Using a simple, cross-platform static cache to cut server load by 85%

Events happening in the community are now at Drupal community events on www.drupal.org.
chipk's picture

I work on a newspaper site (http://www.gazettenet.com) and have worked out a simple static cache'ing technique outside of Drupal that others might find helpful, assuming similarities in traffic patterns to typical newspaper sites.

We found that around 40% of all pages served by the system were from a relatively small number of URL targets, namely the home page (25%) and a handful of landing pages (local news, obituaries, sports, etc.). In addition, because landing pages are typically content-rich, they are also often the most expensive to serve from a performance standpoint. In our case, this same small collection of landing pages accounted for more than 85% of total server load.

With that understanding in hand, we saw a huge performance boost opportunity if just those few pages could be served from a static cache directly by Apache - i.e. no call to mod_php, drupal, or mysql.

The technique we devised has three pieces:

  1. a cron job on the local server using 'wget' to build a cached page for each of the target URL's
  2. Apache .htaccess code to differentiate between the calls from #1 above and all other calls
  3. client-side JS that calls back to the server for user login status

The basic idea is that the 'wget' calls from #1 are passed through to drupal which builds and returns the pages for the target URL's. Those returned pages are stored on disc as the static cache. The .htaccess code in #2 can differentiate between the wget calls (i.e. coming directly from the localhost IP) and calls from users, and so serves the pre-built pages from the static cache for all users. The JS in #3 is needed in our case, so that the static pages can be updated to reflect login status for the user.

- **Work to do**
From the static caching post, list each piece of the technique the newspaper site devised.

[Image object location entries]

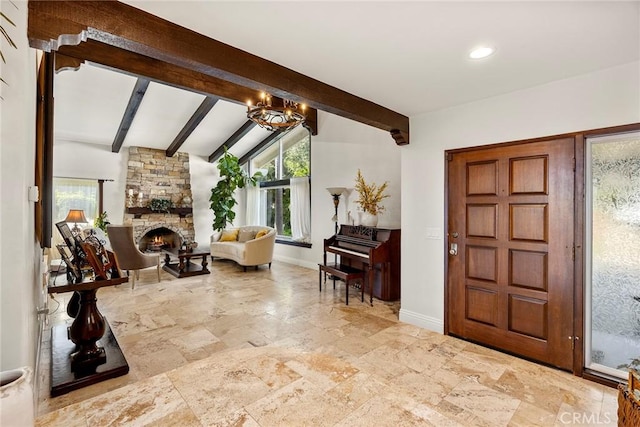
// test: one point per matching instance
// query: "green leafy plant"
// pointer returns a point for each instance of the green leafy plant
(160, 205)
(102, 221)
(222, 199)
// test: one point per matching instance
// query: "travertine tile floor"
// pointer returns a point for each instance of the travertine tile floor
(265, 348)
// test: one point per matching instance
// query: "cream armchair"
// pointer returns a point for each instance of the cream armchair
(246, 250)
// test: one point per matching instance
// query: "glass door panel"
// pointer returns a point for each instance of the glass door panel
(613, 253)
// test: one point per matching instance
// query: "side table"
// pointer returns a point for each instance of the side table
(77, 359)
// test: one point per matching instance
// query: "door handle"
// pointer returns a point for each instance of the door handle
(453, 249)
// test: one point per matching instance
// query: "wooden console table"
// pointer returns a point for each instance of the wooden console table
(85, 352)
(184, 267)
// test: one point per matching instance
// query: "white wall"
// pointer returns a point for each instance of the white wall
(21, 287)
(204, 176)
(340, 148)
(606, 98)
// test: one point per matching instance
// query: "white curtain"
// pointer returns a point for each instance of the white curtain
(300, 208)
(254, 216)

- **Response**
1. A cron job on the local server that uses 'wget' to build a cached page for each of the target URLs
2. Apache .htaccess code that distinguishes the calls from the cron job from all other calls
3. Client-side JS that calls back to the server for user login status